YOUR TASK:
Copy the lines below verbatim, beginning with the line that includes "shadow --coords pixels" and continuing to the end; leave out everything before it.

RAW RECORDS:
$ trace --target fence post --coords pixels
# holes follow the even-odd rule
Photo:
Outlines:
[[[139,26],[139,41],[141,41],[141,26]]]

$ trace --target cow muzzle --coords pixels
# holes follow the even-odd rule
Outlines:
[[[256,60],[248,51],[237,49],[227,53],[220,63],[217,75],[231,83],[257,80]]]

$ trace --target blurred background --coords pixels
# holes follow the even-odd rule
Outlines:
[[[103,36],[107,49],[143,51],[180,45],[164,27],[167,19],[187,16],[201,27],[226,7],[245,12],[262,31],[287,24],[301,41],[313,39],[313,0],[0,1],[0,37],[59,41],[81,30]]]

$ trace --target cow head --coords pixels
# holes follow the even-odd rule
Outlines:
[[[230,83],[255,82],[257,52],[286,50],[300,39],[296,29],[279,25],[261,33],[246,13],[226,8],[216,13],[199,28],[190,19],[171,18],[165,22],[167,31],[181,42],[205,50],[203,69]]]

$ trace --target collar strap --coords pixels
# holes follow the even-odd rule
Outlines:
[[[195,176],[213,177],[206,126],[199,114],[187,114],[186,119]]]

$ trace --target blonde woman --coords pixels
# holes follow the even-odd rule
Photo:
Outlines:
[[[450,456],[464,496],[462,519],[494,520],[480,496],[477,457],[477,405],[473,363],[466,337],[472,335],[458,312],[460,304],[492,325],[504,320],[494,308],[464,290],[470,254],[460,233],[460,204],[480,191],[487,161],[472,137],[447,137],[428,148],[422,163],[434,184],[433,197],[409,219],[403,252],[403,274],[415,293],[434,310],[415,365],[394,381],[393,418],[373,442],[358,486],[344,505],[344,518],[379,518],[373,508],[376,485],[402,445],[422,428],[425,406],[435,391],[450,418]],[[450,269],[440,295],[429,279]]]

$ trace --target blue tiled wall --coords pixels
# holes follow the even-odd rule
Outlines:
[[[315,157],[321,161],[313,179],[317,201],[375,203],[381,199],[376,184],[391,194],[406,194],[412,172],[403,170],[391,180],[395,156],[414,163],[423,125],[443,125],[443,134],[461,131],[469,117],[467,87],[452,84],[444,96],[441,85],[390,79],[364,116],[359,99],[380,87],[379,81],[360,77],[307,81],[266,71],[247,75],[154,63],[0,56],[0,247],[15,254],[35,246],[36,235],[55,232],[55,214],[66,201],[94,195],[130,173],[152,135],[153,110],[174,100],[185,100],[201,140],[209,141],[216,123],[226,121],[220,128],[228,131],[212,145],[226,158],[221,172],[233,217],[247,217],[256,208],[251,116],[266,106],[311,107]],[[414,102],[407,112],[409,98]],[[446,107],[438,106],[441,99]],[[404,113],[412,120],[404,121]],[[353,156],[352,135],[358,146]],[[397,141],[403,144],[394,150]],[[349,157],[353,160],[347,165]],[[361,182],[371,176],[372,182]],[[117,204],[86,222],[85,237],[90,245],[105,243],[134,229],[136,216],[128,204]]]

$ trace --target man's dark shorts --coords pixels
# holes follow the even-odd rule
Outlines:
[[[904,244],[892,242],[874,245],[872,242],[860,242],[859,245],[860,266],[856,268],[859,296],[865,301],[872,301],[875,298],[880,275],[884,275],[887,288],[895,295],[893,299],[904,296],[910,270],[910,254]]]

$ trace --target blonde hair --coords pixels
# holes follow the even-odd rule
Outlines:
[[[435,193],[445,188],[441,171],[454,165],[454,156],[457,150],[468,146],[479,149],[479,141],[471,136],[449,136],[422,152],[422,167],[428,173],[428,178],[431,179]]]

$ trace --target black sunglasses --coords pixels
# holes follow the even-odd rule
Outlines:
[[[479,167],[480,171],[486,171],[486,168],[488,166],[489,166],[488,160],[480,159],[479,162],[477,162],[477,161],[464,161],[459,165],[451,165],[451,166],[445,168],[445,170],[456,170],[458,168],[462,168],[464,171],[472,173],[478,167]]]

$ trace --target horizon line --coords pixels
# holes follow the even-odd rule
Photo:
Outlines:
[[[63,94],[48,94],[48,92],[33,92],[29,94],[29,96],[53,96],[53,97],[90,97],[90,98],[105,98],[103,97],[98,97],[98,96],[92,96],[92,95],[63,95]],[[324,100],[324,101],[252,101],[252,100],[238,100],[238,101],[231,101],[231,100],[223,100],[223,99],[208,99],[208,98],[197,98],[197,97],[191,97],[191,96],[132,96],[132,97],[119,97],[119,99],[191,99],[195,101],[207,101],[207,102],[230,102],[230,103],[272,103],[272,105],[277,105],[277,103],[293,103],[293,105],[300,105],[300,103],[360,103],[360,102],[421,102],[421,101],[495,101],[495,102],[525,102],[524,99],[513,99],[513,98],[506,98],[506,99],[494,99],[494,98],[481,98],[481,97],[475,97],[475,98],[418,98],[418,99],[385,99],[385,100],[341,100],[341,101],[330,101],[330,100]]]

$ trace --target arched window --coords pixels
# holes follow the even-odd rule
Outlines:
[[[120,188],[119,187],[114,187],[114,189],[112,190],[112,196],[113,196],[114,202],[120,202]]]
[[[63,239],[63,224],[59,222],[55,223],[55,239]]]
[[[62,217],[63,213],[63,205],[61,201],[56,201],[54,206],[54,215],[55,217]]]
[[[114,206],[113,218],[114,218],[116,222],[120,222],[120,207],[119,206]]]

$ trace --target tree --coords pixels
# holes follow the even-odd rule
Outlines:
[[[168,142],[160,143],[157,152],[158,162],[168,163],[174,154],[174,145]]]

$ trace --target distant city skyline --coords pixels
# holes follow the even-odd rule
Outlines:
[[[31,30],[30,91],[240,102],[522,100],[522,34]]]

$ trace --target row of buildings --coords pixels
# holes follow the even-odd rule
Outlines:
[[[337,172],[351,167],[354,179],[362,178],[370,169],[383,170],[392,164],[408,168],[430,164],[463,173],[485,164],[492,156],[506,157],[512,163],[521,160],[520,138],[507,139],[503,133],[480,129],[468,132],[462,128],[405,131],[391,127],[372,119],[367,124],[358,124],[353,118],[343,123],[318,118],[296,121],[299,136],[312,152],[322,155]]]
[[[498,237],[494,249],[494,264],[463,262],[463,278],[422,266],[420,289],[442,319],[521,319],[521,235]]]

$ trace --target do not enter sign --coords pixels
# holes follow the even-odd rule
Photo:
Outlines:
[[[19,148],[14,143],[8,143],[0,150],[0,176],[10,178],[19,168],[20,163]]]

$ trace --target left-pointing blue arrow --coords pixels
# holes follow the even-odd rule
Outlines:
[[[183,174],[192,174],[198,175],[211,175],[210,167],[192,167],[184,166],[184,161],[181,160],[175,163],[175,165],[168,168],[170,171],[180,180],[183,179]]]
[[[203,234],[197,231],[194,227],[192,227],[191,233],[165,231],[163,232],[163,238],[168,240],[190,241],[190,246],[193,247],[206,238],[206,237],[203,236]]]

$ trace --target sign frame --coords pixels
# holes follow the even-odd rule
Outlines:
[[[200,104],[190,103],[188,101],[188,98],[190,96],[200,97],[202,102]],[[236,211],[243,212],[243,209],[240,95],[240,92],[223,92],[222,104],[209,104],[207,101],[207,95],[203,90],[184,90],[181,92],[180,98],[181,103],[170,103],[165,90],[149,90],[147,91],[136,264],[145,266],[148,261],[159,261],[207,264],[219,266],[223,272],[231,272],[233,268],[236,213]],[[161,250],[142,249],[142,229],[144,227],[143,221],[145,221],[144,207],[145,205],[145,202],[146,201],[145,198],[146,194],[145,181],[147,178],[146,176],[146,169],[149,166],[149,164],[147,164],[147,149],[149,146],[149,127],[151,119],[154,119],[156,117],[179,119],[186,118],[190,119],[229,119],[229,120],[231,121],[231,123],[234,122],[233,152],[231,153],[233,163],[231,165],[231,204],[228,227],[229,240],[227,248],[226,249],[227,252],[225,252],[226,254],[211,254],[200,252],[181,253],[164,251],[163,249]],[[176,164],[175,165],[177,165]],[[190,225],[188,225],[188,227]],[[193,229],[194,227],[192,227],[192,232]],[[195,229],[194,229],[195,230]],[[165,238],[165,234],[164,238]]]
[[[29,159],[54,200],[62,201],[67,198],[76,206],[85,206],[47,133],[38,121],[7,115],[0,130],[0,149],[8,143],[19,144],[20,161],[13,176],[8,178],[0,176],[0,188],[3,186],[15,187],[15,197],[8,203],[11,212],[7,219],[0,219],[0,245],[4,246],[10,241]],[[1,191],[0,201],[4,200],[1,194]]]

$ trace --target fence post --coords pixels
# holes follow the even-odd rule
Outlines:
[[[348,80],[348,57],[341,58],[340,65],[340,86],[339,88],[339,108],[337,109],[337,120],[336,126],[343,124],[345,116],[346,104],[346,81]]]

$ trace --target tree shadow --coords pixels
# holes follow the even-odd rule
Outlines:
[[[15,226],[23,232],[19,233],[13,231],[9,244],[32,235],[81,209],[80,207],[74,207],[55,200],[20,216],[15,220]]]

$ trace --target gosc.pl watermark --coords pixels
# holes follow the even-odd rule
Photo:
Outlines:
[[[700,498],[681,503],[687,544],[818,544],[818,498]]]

THE OUTPUT:
$ trace --target tree shadow --coords pixels
# holes follow the even-odd rule
Outlines:
[[[15,226],[23,232],[19,233],[13,231],[9,244],[32,235],[81,209],[80,207],[74,207],[55,200],[20,216],[15,220]]]

$ trace --target gosc.pl watermark --coords pixels
# holes follow the even-odd rule
Photo:
Outlines:
[[[700,498],[681,503],[687,544],[818,544],[818,498]]]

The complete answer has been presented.